*Exercise instructions*: Which lines of the material below contain the string "beetle"? Gather each of them, treating uppercase and lowercase as different.

*Data records*:
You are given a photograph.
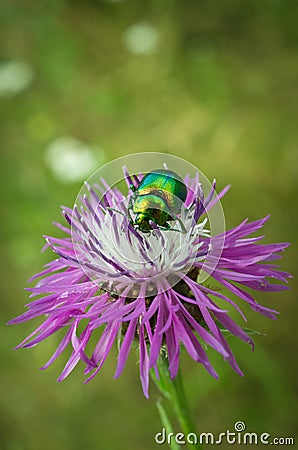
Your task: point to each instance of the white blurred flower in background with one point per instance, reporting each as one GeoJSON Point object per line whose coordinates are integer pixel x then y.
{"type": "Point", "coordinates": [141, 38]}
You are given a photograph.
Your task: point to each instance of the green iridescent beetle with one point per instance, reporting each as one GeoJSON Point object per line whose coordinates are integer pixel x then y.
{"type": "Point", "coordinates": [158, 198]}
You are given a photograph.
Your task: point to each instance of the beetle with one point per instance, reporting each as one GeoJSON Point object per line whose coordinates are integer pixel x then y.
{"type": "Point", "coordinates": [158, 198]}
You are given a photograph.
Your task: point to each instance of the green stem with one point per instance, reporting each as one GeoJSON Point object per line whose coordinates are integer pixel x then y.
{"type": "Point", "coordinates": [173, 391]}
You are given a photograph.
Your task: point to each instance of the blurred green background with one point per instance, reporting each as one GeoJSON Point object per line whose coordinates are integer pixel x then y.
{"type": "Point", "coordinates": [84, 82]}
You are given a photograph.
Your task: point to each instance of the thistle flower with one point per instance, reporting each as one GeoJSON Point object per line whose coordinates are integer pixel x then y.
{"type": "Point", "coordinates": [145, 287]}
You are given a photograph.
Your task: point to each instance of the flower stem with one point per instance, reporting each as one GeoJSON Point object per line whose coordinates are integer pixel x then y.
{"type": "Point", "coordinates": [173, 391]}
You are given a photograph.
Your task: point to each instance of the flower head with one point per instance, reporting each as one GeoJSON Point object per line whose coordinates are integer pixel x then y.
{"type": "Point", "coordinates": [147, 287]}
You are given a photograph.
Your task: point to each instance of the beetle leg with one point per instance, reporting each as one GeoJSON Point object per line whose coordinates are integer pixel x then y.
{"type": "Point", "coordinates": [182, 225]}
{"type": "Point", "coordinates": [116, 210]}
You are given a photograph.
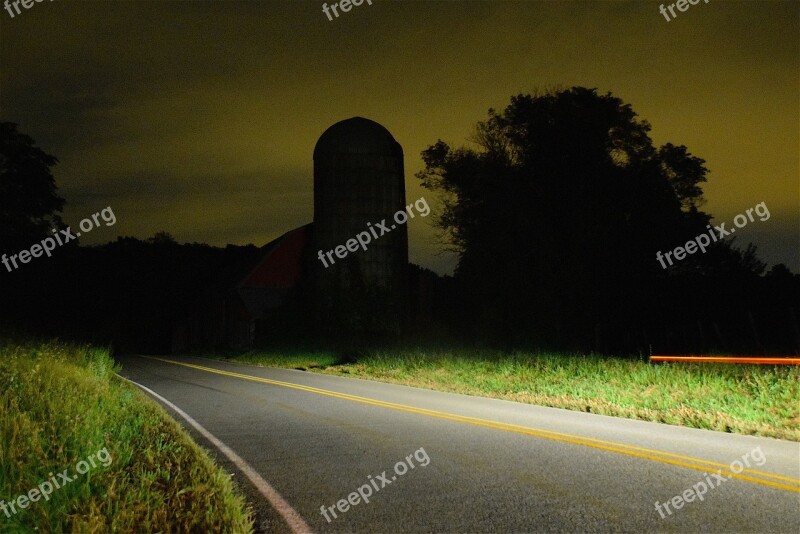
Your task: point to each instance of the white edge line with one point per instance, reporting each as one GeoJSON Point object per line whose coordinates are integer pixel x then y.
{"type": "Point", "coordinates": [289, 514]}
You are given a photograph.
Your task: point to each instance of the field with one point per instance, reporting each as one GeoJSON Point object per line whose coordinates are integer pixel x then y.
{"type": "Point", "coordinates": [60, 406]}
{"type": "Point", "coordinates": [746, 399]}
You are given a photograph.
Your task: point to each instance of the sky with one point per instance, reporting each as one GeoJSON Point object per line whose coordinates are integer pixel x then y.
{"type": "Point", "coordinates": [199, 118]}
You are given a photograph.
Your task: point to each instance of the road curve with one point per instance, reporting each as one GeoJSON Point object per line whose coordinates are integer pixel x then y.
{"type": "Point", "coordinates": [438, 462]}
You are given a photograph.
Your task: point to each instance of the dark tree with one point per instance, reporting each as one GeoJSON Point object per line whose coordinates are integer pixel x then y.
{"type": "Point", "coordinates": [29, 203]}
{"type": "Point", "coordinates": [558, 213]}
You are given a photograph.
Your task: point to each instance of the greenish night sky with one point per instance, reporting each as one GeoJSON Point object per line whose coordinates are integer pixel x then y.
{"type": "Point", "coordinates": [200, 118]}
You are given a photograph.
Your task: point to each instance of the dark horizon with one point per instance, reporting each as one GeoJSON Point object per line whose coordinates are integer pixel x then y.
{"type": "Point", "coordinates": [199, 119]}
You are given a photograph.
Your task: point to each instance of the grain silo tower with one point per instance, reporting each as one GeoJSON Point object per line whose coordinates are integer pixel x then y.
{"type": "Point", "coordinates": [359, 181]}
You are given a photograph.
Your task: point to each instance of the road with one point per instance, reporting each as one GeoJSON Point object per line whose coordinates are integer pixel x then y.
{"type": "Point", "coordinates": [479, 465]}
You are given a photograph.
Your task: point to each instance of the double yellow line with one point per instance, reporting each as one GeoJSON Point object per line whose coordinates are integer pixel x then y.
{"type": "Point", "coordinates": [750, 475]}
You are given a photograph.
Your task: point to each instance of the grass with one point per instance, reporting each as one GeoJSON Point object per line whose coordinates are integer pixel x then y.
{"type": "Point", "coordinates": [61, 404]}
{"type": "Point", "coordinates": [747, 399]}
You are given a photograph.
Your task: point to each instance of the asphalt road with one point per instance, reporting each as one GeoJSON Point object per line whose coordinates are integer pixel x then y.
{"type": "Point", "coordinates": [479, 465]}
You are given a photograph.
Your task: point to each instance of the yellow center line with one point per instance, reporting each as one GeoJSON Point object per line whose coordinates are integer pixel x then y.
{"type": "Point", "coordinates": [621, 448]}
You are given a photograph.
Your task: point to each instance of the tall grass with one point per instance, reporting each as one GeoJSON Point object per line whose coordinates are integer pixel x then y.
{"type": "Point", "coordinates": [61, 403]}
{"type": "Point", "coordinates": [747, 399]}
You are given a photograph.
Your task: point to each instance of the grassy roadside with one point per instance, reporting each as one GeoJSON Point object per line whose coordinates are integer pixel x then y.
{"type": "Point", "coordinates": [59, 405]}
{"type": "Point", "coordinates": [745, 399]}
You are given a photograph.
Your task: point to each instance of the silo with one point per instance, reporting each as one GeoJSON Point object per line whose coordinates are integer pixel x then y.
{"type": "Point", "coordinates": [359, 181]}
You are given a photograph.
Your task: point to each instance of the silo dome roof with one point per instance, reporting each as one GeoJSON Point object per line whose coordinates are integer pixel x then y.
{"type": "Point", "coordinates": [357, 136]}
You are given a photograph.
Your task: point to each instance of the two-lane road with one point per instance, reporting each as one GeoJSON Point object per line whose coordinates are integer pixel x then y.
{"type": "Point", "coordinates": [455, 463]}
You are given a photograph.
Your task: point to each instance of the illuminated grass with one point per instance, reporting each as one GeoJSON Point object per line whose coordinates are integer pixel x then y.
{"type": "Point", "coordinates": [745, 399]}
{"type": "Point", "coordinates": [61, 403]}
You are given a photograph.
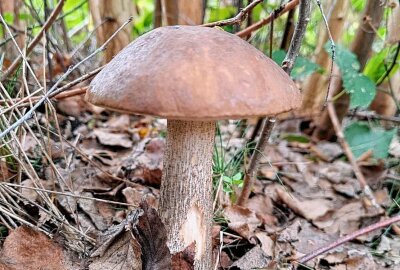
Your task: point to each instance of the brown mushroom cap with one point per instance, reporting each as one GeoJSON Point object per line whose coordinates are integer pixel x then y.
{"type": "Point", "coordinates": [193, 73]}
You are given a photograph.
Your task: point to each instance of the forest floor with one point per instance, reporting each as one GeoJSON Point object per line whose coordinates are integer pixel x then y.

*Answer below*:
Your task: point to each instance of the green iridescent beetle with one point per instance, reporting each as one GeoJSON Point object per line whose coordinates are integer pixel x then y.
Your task: point to each instance of the beetle with one point per instance, reporting each as one GeoJSON Point object per line whose coordinates are integer pixel x then y.
Your task: point to each instance of the beetle leg with one point per instance, reporting each as one GeoJSON Point object per line whose coordinates are integer pixel x then y.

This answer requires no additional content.